MATERIAL SUPPLIED:

************

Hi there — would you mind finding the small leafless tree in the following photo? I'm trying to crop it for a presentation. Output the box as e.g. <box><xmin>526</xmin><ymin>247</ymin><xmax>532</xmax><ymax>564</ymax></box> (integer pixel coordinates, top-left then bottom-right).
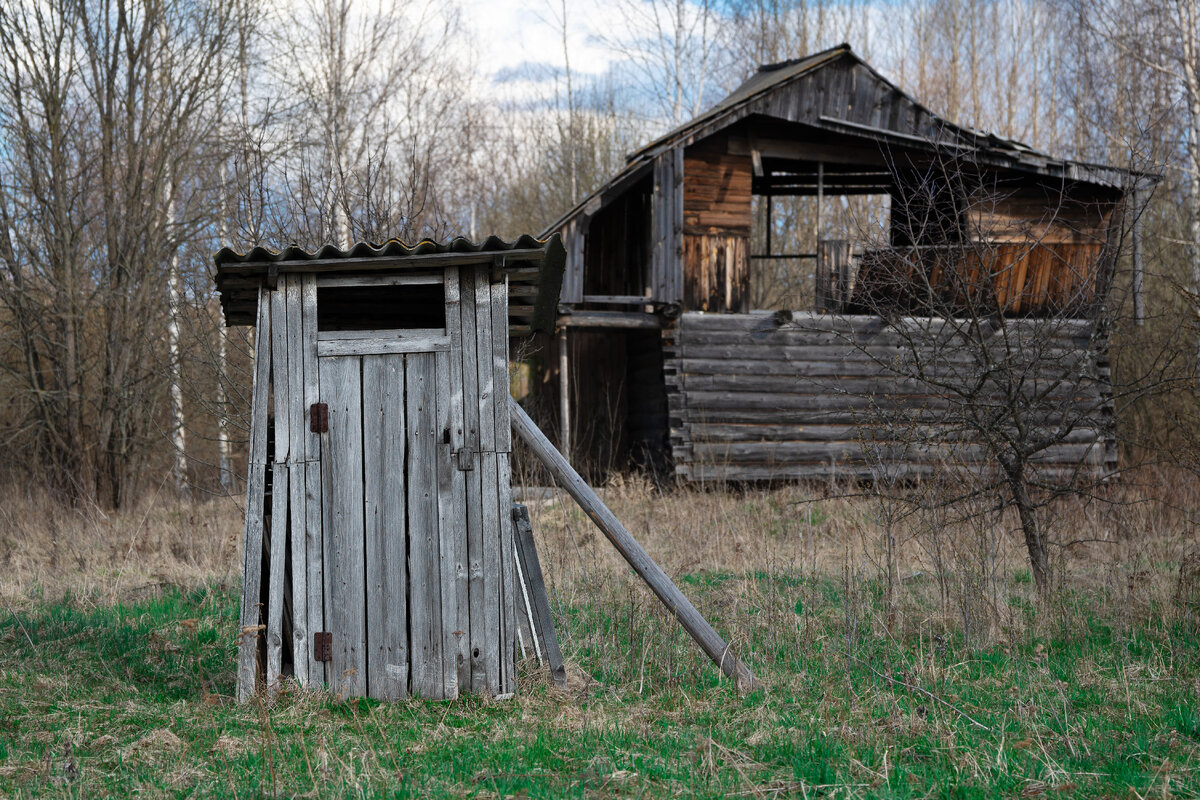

************

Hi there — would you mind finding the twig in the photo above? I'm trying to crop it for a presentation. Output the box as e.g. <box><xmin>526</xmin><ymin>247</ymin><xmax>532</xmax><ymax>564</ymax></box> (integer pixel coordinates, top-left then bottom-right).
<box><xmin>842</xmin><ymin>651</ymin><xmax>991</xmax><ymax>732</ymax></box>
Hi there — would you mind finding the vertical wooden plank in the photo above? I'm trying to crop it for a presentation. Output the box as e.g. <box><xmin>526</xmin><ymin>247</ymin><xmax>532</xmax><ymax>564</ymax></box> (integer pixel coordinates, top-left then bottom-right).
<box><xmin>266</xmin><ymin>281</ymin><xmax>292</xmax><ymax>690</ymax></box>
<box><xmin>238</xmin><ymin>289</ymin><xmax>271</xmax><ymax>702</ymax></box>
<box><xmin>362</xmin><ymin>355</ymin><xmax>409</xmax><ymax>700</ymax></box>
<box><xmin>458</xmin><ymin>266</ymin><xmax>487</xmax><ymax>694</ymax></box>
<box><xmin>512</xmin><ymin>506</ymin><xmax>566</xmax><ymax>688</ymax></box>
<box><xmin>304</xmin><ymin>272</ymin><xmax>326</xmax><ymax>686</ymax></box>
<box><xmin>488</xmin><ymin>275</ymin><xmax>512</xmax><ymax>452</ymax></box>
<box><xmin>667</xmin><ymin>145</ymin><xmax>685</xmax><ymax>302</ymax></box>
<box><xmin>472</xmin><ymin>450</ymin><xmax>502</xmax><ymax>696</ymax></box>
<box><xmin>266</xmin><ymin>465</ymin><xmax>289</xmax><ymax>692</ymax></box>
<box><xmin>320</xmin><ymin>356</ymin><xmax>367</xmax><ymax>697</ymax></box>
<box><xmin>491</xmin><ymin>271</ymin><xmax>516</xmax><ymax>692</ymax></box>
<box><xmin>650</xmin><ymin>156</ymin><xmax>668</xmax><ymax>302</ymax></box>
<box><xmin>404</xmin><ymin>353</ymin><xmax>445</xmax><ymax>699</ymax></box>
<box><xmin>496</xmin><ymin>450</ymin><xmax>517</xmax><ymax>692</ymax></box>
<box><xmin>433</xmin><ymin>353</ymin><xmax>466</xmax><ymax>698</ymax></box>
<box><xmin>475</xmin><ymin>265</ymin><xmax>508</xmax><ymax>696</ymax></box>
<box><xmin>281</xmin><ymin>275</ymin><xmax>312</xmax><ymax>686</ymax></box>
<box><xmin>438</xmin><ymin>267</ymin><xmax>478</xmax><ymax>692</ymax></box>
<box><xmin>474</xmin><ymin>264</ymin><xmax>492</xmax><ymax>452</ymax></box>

************

TO DO: Gather every line in the entries above that contains the string "tree", treating uppercase and lowercase as distinct, and copy each such line in full.

COMPLETE ANSWER:
Hi there — would you mind finding the small leafless tree in the following photo? I'm trying to crop it for a presentation. Output the box as e.g. <box><xmin>526</xmin><ymin>247</ymin><xmax>532</xmax><ymax>564</ymax></box> (integer pixel coordinates, top-left then bottom-right).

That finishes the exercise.